Provided entries Block Start
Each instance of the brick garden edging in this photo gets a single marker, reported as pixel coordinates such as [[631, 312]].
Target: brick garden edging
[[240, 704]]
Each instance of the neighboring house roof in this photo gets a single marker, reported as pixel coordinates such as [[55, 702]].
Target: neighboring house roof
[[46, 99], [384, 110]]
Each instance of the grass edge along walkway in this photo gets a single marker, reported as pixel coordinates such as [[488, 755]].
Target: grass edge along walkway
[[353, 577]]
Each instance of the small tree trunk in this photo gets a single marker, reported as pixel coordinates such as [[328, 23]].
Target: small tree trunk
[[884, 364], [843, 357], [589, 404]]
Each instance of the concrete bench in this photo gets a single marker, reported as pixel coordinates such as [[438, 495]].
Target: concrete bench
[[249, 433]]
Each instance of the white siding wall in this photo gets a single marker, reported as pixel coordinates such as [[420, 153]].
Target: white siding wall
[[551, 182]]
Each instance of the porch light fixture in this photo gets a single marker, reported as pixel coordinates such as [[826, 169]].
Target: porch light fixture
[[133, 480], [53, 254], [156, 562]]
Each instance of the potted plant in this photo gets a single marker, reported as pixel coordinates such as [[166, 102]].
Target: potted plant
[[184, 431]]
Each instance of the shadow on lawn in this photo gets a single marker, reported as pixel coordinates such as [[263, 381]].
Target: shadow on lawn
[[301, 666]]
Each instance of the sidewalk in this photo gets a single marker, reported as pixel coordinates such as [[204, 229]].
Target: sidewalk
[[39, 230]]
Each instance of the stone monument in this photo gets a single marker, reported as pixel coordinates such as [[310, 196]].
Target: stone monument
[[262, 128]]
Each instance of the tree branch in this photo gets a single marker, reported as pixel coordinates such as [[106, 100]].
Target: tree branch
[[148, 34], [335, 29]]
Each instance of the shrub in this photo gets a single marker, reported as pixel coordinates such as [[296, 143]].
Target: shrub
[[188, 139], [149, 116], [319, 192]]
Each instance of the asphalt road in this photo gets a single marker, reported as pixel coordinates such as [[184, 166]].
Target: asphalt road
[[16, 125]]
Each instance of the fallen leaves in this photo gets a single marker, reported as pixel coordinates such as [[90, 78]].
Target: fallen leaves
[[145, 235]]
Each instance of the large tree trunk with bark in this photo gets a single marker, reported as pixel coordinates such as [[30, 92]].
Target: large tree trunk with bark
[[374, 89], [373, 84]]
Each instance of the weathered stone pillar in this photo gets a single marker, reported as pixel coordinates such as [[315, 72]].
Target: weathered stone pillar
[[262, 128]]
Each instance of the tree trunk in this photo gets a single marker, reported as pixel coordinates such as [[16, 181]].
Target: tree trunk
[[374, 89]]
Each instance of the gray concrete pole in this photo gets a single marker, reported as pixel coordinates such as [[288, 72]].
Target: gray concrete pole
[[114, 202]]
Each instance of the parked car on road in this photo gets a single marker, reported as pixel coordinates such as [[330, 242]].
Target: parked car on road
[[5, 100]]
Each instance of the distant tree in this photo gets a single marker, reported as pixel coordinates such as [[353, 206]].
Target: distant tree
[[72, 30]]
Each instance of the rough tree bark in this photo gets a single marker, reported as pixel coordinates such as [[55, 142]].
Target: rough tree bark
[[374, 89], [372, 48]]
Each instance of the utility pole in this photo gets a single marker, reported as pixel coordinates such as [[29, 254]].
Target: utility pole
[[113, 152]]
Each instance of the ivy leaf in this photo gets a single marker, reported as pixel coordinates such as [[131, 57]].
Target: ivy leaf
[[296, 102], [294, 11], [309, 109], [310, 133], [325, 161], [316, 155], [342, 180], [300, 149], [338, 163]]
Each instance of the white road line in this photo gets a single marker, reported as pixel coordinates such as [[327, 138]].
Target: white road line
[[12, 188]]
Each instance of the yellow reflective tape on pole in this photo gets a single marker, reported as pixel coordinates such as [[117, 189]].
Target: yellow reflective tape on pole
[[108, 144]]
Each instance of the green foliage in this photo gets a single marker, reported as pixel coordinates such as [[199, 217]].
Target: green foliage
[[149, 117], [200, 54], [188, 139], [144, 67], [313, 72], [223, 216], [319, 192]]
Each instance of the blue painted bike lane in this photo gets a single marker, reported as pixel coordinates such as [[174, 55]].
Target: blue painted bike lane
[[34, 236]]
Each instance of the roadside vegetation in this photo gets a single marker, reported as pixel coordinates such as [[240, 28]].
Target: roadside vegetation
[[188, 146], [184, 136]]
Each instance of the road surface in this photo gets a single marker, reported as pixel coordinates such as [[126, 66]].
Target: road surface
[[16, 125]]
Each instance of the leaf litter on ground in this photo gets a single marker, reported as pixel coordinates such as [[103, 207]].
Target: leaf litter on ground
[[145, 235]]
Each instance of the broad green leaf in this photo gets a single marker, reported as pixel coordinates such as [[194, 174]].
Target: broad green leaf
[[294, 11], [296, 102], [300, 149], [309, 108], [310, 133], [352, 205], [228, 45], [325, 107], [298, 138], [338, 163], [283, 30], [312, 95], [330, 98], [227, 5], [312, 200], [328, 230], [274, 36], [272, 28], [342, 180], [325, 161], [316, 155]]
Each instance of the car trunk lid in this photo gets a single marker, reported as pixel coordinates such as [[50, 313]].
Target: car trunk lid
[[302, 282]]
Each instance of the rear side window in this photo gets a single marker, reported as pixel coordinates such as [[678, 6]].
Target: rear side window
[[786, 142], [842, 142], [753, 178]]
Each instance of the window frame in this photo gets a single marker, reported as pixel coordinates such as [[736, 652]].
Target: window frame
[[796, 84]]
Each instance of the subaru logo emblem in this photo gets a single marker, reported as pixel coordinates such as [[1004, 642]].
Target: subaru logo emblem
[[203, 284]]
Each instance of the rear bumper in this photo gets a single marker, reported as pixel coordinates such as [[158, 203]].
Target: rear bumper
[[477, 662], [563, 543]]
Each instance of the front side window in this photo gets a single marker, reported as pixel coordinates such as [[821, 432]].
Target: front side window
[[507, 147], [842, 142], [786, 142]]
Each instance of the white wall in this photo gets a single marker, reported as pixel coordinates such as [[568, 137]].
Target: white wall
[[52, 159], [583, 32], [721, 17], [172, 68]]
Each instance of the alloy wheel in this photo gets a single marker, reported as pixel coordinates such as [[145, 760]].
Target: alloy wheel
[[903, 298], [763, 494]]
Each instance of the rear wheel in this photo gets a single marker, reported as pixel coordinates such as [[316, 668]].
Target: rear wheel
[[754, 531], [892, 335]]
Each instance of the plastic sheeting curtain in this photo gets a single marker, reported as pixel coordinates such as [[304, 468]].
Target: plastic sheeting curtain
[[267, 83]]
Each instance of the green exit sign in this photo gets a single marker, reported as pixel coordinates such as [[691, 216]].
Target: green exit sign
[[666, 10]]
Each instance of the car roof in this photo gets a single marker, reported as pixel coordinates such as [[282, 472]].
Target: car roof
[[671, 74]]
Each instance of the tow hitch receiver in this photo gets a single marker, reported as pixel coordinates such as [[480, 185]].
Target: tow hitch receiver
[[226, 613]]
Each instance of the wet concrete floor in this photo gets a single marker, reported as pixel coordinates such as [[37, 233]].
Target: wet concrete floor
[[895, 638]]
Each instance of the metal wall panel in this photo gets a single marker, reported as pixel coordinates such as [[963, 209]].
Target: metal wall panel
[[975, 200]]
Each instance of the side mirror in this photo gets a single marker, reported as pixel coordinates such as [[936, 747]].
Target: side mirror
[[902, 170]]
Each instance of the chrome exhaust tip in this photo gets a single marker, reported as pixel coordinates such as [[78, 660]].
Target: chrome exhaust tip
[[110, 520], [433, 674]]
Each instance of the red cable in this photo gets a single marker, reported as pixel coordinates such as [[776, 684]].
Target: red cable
Provided entries Block End
Prompt
The full set of entries should be copied out exactly as given.

Response to this exercise
Each instance of the brick garden edging in this photo gets a single marker, reported as pixel coordinates such as [[631, 312]].
Target: brick garden edging
[[240, 704]]
Each instance of the neighboring house roof in this photo gets a single marker, reported as pixel coordinates such as [[55, 702]].
Target: neighboring house roof
[[46, 99], [384, 110]]
Each instance of the grass edge along walkway in this photo gets a single marker, reported as pixel coordinates such as [[488, 755]].
Target: grass edge along walkway
[[353, 577]]
Each instance of the small tree trunk in this photo gets a single marker, reported as pixel coordinates such as [[328, 23]].
Target: small tree trunk
[[884, 364], [843, 357], [589, 404]]
Each instance of the concrete bench in this photo gets a single marker, reported as pixel coordinates such as [[438, 495]].
Target: concrete bench
[[249, 433]]
Each instance of the white siding wall in this photo gets a single marker, reported as pixel coordinates such as [[420, 153]].
Target: white siding wall
[[551, 182]]
Each instance of the porch light fixture in this photo gets a single marker, reported as pixel coordinates such as [[826, 169]].
Target: porch light fixture
[[133, 480], [53, 254], [156, 562]]
Each instance of the potted plant in this photo gets a single marker, reported as pixel coordinates such as [[166, 102]].
Target: potted plant
[[184, 431]]
Each instance of the shadow on lawn in this photo gets a single marker, reported as pixel coordinates such as [[263, 381]].
Target: shadow on lawn
[[301, 666]]
Each instance of the sidewalk in this photo gets a single marker, reported as pixel coordinates such as [[204, 229]].
Target: sidewalk
[[39, 230]]
Each instance of the stone monument in this photo gets a single marker, reported as pixel coordinates such as [[310, 196]].
Target: stone monument
[[262, 128]]
Each instance of the tree branch in this photo gets a single marker, reported as pixel coordinates such as [[106, 100]].
Target: tree branch
[[148, 34], [335, 29]]
Each instance of the shrub in this photo gets a single marker, reported as pixel coordinates such as [[296, 143]].
Target: shrub
[[188, 139], [149, 116], [319, 192]]
Each instance of the asphalt road in this photo gets a single marker, reported as pixel coordinates such as [[184, 166]].
Target: asphalt road
[[16, 125]]
Each instance of the fallen leaves in this photo gets a single marker, reported as pixel coordinates such as [[90, 78]].
Target: fallen leaves
[[145, 235]]
Each instance of the large tree trunk with bark in this photo gets a single marker, reported as pixel coordinates such as [[30, 92]].
Target: large tree trunk with bark
[[374, 89], [373, 84]]
Each instance of the weathered stone pillar in this photo gets a single marker, reported as pixel coordinates such as [[315, 72]].
Target: weathered stone pillar
[[262, 128]]
Each instance of the tree trunk in this photo gets a single marker, reported as pixel coordinates such as [[16, 181]].
Target: tree trunk
[[374, 89]]
Each instance of the gray concrete pole in this photo gets a single marker, reported as pixel coordinates such as [[288, 72]].
Target: gray concrete pole
[[114, 202]]
Each instance of the parked car on road in this photo gets a single marker, reported as pixel coordinates such as [[330, 242]].
Target: parked car on road
[[5, 100]]
Each instance of the distant tree in this photo gets a single marker, reported as pixel coordinates such as [[353, 206]].
Target: distant tree
[[72, 30]]
Each instance of the rough tree bark in this photo gets a single marker, reported as pixel coordinates such as [[55, 142]].
Target: rough tree bark
[[374, 89], [372, 48]]
Each instance of the utility pole in this photo gets a single marker, reported as pixel coordinates such as [[29, 254]].
Target: utility pole
[[113, 152]]
Each instance of the ivy leaf in this photo gets a single marker, reported as pixel coordinates such as [[131, 57]].
Target: ivy leaf
[[296, 102], [294, 11], [309, 109], [310, 133], [325, 161], [316, 155], [342, 180], [300, 149], [338, 163]]
Each instance of the white road line in this photo gets a single marker, reported as pixel coordinates such as [[327, 138]].
Target: white road line
[[12, 188]]
Each instance of the yellow reflective tape on pole in this photo gets a single marker, reported as pixel coordinates such as [[117, 189]].
Target: yellow reflective tape on pole
[[108, 144]]
Each instance of the green foliage in this photo gets a single marker, reported as pixel coordinates such as [[199, 217]].
Target: green foliage
[[149, 117], [200, 54], [188, 139], [144, 67], [313, 72], [223, 216], [319, 192]]
Each instance of the blue painted bike lane in this photo gets a single marker, reported as pixel coordinates such as [[174, 55]].
Target: blue painted bike lane
[[34, 236]]
Each instance of the roadside vegetation in this photo gets a single marker, reported as pixel coordinates such as [[240, 28]].
Target: roadside vegetation
[[188, 146], [184, 136]]
Each instance of the road surface in this photo gets a single marker, reported as pixel coordinates such as [[126, 66]].
Target: road surface
[[16, 125]]
Each instance of the leaf litter on ground in this photo gets a single marker, reported as pixel coordinates such as [[103, 207]].
Target: leaf litter on ground
[[145, 235]]
Each instance of the broad green leaf in this photo gets a single marker, reported as pixel coordinates such as [[194, 174]].
Target: broad green leaf
[[294, 11], [296, 102], [300, 149], [309, 108], [310, 133], [352, 205], [228, 45], [325, 107], [298, 138], [338, 163], [283, 30], [312, 95], [330, 98], [227, 5], [312, 200], [328, 230], [274, 36], [272, 28], [342, 180], [325, 161], [316, 155]]
Each instance of the car trunk lid in this photo gets a single marker, reported as pixel coordinates such as [[50, 313]].
Target: car trunk lid
[[302, 282]]
Each instance of the rear side window in this photo gets a single marker, reported as pixel coordinates such as [[678, 6]].
Target: rear side window
[[786, 142], [842, 142], [753, 178]]
Each instance of the window frame in this photo gets a single marker, reported as pixel coordinates such as [[736, 652]].
Target: window frame
[[796, 84]]
Each instance of the subaru logo emblem in this photo gets a single marker, reported as pixel coordinates such as [[1004, 642]].
Target: subaru logo emblem
[[203, 284]]
Each instance of the rear bumper in this photo gets a single marker, reported as pixel coordinates such as [[158, 203]].
Target: rear bumper
[[477, 662], [563, 543]]
Each instance of the front side window in this photo gets a single marker, reported as pixel coordinates such as [[821, 432]].
Target: front side window
[[507, 147], [842, 142], [786, 142]]
Each instance of the white wall in this photo gets a single marker, reported as pixel coordinates such as [[568, 137]].
Target: white wall
[[52, 159], [583, 32], [721, 17], [172, 68]]
Each instance of the alloy wheel in this photo gets a single marker, reported as pixel coordinates such as [[145, 760]].
Target: alloy wheel
[[903, 298], [763, 494]]
Each instance of the rear wheel in this photo gets a single marker, reported as pixel coordinates such as [[316, 668]].
Target: rear wheel
[[754, 531], [892, 335]]
Each instance of the plastic sheeting curtain in this photo gets a single marker, reported as pixel coordinates such as [[304, 468]].
Target: plastic sheeting curtain
[[267, 83]]
Each instance of the green exit sign in this photo gets a single marker, reported as pixel coordinates such as [[691, 216]].
Target: green exit sign
[[666, 10]]
Each instance of the car roof in this photo gets a single marker, reported as pixel coordinates such as [[282, 472]].
Target: car roof
[[671, 74]]
Each instance of the tow hitch receiver in this photo gets a single marker, reported as pixel coordinates such as [[480, 185]].
Target: tow hitch receiver
[[226, 613]]
Each instance of the wet concrete floor in this photo gets a single marker, reported as pixel coordinates such as [[37, 233]].
Target: wet concrete floor
[[895, 638]]
Each instance of the metal wall panel in this photo gets a single marker, reported as pixel coordinates such as [[963, 209]].
Target: metal wall panel
[[975, 200]]
Each instance of the side mirror in this photo gets a single marker, reported as pixel coordinates such as [[936, 747]].
Target: side mirror
[[902, 170]]
Each instance of the chrome exhaust tip in this photo gets a single marker, reported as pixel coordinates such as [[78, 660]].
Target: chrome exhaust tip
[[110, 520], [433, 674]]
Each instance of the red cable in this photo gets a single marker, reported as pixel coordinates such as [[776, 684]].
Target: red cable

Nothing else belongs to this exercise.